● Work request:
From the data below, return the exact lines starting at the line containing "Write the target's" and ending at the line containing "box: [347, 290, 549, 404]", both included, and nothing else.

● Record set:
- - -

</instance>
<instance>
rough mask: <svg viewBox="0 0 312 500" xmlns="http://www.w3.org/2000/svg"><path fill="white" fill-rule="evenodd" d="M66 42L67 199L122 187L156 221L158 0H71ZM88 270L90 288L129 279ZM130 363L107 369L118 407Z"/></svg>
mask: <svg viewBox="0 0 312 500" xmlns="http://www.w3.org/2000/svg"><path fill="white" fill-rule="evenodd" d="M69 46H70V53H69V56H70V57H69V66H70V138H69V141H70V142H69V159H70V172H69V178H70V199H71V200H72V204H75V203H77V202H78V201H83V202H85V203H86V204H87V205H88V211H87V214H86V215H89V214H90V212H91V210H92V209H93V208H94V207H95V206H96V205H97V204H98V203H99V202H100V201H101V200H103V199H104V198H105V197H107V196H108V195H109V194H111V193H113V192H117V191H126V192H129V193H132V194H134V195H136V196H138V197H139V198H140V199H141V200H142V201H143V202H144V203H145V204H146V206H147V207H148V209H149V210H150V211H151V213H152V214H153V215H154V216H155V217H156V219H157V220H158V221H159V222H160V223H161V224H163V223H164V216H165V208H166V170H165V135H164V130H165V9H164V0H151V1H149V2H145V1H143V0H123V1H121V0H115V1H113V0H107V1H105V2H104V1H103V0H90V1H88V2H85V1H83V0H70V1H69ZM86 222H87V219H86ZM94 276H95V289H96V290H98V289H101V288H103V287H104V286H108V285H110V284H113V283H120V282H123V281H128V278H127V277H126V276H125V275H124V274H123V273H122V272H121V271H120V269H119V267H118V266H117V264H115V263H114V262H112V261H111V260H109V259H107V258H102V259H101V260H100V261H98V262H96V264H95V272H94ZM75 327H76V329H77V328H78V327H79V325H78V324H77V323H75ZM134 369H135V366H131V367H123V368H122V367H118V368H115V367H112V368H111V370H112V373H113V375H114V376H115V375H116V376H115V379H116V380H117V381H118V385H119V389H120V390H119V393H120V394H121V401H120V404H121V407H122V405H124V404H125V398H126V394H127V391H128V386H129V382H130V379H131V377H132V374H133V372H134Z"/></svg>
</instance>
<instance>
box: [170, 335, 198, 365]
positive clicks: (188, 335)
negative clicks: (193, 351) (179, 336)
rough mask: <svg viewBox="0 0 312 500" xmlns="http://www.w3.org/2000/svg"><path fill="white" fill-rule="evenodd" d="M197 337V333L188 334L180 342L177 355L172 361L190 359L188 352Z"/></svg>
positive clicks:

- - -

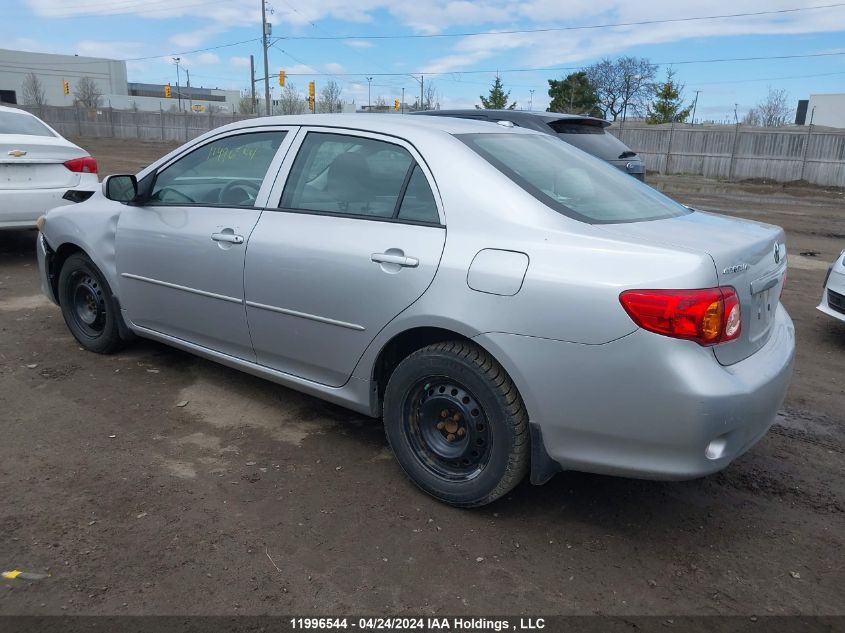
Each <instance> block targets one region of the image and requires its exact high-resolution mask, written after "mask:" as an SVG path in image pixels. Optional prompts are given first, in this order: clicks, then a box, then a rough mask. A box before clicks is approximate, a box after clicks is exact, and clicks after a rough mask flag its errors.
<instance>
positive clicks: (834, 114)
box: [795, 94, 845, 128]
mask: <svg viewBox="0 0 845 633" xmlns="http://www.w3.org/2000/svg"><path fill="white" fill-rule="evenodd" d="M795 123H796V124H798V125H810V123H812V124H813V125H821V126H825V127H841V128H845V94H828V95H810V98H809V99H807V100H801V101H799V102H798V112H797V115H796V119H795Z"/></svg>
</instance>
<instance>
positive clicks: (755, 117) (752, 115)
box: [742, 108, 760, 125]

- - -

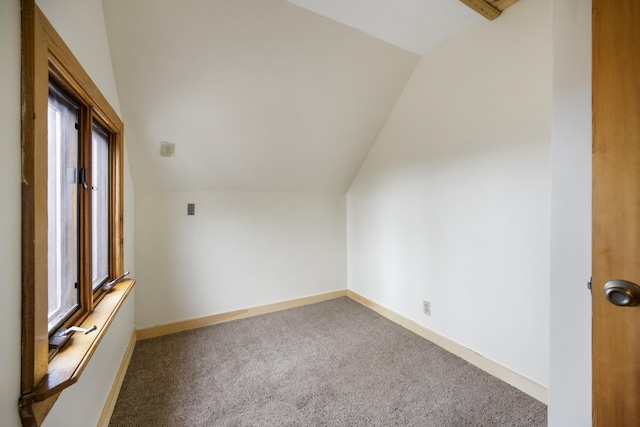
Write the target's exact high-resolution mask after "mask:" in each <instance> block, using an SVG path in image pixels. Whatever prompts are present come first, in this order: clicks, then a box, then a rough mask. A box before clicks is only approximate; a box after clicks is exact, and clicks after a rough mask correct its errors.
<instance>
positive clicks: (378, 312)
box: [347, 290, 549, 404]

- - -

● Response to this exercise:
Write the target's exact high-resolution mask after "mask:" in each <instance> block, using an SVG path in image pixels. Whatever prompts are present come first, in this order: clicks, then a box, then a rough mask. A box before clicks is only approximate; a box after clicks is exact, and clicks after a rough mask correct its errors.
<instance>
positive clicks: (378, 312)
box: [347, 290, 549, 404]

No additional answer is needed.